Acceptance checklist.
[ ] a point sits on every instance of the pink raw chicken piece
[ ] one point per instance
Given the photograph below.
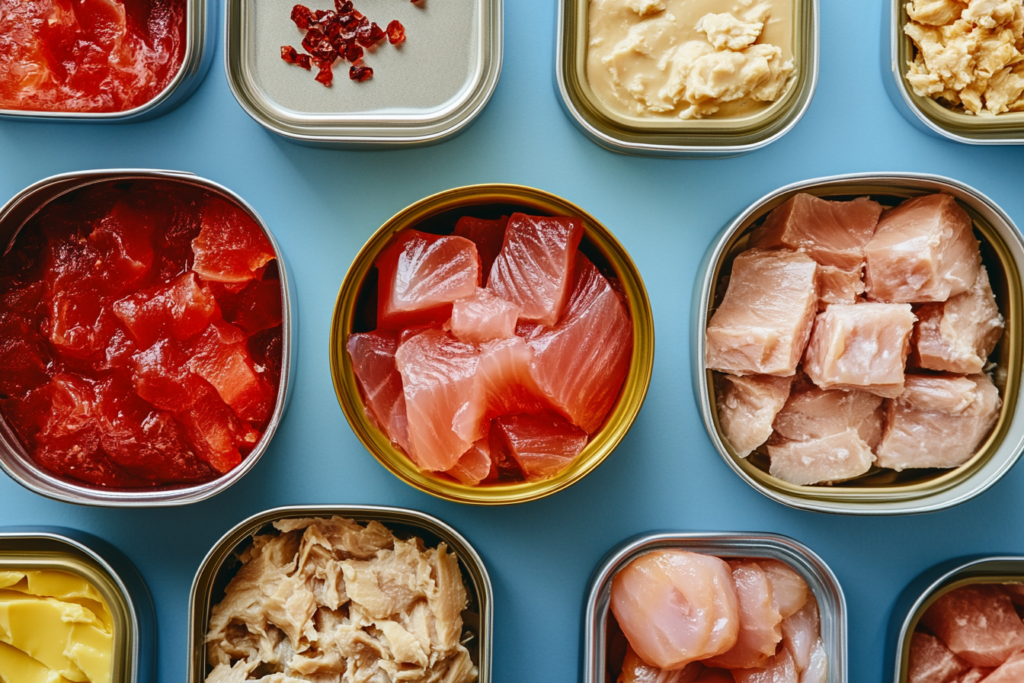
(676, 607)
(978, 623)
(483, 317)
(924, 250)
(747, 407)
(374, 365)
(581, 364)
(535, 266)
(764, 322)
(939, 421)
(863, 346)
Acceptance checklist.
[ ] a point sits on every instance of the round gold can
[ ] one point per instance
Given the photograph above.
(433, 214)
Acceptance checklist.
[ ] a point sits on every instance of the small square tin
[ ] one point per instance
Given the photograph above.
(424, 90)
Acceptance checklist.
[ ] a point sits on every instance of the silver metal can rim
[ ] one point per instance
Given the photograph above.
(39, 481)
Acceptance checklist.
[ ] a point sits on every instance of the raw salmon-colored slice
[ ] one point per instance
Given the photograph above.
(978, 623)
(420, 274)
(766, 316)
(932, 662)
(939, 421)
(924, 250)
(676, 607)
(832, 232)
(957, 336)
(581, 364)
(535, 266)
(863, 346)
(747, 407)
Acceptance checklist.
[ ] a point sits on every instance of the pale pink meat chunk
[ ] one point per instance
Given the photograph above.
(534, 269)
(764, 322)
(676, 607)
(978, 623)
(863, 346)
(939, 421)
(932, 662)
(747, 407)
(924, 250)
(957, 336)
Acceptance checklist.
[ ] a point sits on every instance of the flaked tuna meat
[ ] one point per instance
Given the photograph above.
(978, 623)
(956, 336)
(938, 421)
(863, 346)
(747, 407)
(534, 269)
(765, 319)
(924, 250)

---

**Task goal**
In the records above, how many lines include the string "sits"? Answer with only the number.

**Task result**
7